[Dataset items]
Segment Open

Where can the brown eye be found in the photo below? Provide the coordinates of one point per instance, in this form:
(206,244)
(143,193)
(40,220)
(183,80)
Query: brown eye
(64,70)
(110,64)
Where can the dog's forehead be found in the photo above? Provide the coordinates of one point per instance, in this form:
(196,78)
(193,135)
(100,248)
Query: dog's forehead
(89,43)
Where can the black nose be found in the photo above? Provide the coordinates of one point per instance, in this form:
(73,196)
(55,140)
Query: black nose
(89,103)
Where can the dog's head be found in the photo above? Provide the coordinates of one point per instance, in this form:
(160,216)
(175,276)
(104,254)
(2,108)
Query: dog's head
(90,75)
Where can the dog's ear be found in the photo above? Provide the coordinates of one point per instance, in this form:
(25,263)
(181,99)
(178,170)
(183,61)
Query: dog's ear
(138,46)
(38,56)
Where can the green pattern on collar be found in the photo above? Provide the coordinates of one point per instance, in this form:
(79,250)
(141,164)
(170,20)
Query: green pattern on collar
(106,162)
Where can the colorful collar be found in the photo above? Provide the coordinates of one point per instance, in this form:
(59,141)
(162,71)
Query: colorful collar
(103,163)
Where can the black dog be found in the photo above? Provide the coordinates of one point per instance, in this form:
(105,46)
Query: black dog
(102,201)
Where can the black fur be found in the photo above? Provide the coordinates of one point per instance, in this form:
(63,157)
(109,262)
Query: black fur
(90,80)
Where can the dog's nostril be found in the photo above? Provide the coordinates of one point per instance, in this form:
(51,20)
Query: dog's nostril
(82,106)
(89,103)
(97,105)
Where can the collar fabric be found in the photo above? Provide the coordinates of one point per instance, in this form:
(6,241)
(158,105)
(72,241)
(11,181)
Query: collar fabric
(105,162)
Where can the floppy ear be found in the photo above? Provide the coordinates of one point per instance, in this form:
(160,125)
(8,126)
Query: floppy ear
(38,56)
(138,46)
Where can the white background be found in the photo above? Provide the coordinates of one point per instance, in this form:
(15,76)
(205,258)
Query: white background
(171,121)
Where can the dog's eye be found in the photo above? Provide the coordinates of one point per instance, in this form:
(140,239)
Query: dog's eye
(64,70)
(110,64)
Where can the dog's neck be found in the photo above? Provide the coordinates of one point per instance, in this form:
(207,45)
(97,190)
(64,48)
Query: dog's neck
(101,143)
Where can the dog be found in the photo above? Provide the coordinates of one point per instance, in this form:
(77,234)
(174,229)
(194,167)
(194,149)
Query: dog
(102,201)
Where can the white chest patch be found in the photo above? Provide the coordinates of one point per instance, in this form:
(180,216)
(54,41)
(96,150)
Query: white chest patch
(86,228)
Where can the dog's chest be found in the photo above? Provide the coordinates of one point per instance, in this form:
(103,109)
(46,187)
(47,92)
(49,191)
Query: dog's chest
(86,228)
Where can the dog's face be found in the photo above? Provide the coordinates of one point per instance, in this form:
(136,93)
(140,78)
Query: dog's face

Segment Closed

Copy from the entries above each line in which the string "face" can be found.

Where can the dog's face be found in the photo above? Provide the coordinates of one point per instance, in this form:
Query: dog's face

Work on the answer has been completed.